[Collected data entries]
_ _ _ _ _ _ _

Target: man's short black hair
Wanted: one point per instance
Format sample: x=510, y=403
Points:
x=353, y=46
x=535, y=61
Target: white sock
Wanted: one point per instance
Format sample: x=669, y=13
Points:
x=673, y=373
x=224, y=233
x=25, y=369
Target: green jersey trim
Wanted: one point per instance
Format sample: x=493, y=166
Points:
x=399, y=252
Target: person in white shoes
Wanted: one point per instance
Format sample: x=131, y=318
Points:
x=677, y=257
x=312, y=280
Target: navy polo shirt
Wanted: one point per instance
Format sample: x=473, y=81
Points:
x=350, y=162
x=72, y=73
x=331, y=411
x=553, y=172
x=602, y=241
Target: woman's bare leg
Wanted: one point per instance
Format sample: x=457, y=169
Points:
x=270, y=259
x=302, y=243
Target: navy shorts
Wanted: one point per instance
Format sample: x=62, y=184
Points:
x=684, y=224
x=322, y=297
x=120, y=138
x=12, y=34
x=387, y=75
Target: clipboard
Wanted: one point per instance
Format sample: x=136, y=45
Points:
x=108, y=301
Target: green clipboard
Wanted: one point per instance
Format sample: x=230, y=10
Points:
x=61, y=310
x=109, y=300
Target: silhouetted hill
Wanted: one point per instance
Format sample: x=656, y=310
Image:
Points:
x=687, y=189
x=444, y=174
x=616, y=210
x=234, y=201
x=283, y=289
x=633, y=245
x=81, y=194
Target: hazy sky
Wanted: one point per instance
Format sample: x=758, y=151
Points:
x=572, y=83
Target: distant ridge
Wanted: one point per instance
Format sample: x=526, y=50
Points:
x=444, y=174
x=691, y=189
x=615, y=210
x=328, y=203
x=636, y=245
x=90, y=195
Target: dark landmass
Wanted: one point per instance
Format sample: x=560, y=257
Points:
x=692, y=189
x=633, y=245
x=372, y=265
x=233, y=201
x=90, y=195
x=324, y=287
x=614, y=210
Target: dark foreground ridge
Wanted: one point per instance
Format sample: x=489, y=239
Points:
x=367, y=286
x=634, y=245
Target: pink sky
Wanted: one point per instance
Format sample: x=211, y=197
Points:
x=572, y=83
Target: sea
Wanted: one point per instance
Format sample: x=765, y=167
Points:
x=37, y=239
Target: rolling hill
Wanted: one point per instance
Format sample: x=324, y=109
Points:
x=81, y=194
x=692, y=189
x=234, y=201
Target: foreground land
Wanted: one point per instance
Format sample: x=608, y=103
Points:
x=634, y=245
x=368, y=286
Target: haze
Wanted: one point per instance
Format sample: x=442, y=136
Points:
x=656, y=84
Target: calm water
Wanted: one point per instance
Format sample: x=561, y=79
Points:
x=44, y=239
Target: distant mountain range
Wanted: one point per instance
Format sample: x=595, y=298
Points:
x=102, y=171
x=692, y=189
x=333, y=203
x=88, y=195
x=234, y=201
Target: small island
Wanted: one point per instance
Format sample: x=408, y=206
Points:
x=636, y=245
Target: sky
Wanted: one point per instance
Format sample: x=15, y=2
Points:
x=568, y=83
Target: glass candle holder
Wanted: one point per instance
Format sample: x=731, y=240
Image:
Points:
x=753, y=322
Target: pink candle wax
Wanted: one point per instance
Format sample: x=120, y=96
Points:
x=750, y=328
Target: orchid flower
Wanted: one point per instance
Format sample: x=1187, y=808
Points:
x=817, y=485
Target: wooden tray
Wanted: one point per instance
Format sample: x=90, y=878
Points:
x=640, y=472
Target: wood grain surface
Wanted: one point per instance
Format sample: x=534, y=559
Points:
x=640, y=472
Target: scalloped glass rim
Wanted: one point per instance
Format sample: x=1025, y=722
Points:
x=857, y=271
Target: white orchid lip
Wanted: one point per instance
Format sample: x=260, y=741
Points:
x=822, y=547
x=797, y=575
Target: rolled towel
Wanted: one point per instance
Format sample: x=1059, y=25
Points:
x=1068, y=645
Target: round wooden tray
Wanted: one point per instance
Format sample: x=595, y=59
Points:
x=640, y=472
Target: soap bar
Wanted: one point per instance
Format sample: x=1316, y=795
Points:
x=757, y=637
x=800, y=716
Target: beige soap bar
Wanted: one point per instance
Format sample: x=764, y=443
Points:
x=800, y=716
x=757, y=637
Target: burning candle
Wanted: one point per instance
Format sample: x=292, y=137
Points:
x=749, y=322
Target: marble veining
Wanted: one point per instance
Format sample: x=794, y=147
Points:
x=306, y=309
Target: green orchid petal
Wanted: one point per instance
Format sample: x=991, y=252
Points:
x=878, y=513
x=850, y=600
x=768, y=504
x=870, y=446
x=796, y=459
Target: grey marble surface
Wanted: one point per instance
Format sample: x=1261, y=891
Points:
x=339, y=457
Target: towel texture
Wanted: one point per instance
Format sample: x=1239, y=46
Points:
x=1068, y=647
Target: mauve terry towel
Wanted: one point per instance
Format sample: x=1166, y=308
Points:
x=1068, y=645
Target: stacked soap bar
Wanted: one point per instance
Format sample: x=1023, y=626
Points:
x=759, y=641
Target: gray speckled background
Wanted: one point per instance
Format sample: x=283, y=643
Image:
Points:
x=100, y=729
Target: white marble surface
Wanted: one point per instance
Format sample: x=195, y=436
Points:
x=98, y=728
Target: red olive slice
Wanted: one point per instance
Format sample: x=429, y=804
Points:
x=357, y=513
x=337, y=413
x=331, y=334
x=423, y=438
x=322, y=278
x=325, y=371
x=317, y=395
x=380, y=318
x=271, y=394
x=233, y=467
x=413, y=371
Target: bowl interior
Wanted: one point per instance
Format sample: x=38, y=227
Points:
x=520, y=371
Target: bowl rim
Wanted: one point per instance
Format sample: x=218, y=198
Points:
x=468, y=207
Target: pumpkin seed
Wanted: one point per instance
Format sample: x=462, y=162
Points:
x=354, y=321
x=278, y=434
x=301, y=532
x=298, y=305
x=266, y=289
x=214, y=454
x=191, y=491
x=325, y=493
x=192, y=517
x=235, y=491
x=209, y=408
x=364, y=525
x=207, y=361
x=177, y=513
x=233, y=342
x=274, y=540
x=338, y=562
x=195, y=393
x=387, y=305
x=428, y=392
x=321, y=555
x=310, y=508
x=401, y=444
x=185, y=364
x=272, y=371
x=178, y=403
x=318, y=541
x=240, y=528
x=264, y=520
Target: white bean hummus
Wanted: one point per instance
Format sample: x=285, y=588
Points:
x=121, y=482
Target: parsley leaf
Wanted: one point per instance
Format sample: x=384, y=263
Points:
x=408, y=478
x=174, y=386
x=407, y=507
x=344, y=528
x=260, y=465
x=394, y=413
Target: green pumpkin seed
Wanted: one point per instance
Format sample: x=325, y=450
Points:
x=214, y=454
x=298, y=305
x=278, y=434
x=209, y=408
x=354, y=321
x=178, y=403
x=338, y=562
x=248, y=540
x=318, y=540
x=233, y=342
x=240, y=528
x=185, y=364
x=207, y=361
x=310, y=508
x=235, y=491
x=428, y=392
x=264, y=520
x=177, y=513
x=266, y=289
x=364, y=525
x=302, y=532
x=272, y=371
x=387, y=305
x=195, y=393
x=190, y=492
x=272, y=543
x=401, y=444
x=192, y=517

_ _ _ _ _ _ _

= Exercise directions =
Reproduce the lines of the records above word for word, starting at the line containing "Target: red olive slice" and continuing down to the line containing "x=413, y=371", with both of those lines included.

= Finished exercise =
Target: red olive slice
Wanted: one point per instance
Format sample: x=429, y=804
Points:
x=357, y=513
x=337, y=413
x=331, y=334
x=423, y=438
x=322, y=278
x=325, y=371
x=317, y=395
x=380, y=318
x=271, y=394
x=233, y=467
x=413, y=371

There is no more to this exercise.